Document extract ::
┄┄┄┄┄┄┄┄┄┄┄┄┄┄┄┄┄┄┄┄

Olympia "Lia" Vissi (born 15 May 1955) is a Greek-Cypriot singer, songwriter and composer who most notable for her two participations in the Eurovision Song Contest and being older sister of Greek Cypriot singer Anna Vissi.

Career
Vissi participated in the Eurovision Song Contest twice. In 1979, she was a supporting singer for Elpida, representing Greece and 1984 saw Vissi participate in the Cypriot national song contest with the song "Chtes", which came second.

Finally, in 1985 she represented Cyprus in the contest as a solo singer, singing her own composition To Katalava Arga, to which she also penned the lyrics. The Cypriot entry came 16th out of 19 songs, receiving 15 points, including 8 (rather than the usual maximum 12) from Greece. Cyprus also gave Greece only 8 points this year and total score of the Greek entry totaled 15, and thus Cyprus and Greece shared the sixteenth position. She took part in the 1991 Greek final for Eurovision, singing the anthem Agapa ti Gi. She was placed second behind Sophia Vossou. In 1992, Greek television decided not to televise the national final. Vissi submitted a song for consideration, Kapios, and found herself voted into second place yet again.

┄┄┄┄┄┄┄┄┄┄┄┄┄┄┄┄┄┄┄┄

Given entries ::
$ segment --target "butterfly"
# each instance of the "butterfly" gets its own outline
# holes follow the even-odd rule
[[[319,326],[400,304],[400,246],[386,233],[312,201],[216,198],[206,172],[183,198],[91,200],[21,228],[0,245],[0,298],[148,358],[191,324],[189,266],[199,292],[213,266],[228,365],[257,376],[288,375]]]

┄┄┄┄┄┄┄┄┄┄┄┄┄┄┄┄┄┄┄┄

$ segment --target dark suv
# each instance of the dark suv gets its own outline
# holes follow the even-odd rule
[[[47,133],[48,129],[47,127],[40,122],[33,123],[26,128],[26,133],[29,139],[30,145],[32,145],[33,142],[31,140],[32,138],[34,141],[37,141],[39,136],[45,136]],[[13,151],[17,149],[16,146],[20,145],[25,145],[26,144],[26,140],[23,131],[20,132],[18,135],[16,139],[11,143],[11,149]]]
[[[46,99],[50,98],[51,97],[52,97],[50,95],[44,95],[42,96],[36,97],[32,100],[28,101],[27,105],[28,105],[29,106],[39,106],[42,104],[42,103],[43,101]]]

┄┄┄┄┄┄┄┄┄┄┄┄┄┄┄┄┄┄┄┄

To be done ::
• 1. In the passage on Lia Vissi, rewrite the stretch from "Finally, in 1985" through "place yet again.", changing "solo singer" to "soloist".
• 2. Answer these questions from the passage on Lia Vissi:
(a) For whom was Vissi a supporting singer in 1979?
(b) What song did she perform in the 1984 Cypriot national song contest?
(c) Who placed ahead of her in the 1991 Greek final?

Final answers ::
• 1.
Finally, in 1985 she represented Cyprus in the contest as a soloist, singing her own composition To Katalava Arga, to which she also penned the lyrics. The Cypriot entry came 16th out of 19 songs, receiving 15 points, including 8 (rather than the usual maximum 12) from Greece. Cyprus also gave Greece only 8 points this year and total score of the Greek entry totaled 15, and thus Cyprus and Greece shared the sixteenth position. She took part in the 1991 Greek final for Eurovision, singing the anthem Agapa ti Gi. She was placed second behind Sophia Vossou. In 1992, Greek television decided not to televise the national final. Vissi submitted a song for consideration, Kapios, and found herself voted into second place yet again.

• 2.
(a) Elpida, who represented Greece.
(b) "Chtes."
(c) Sophia Vossou.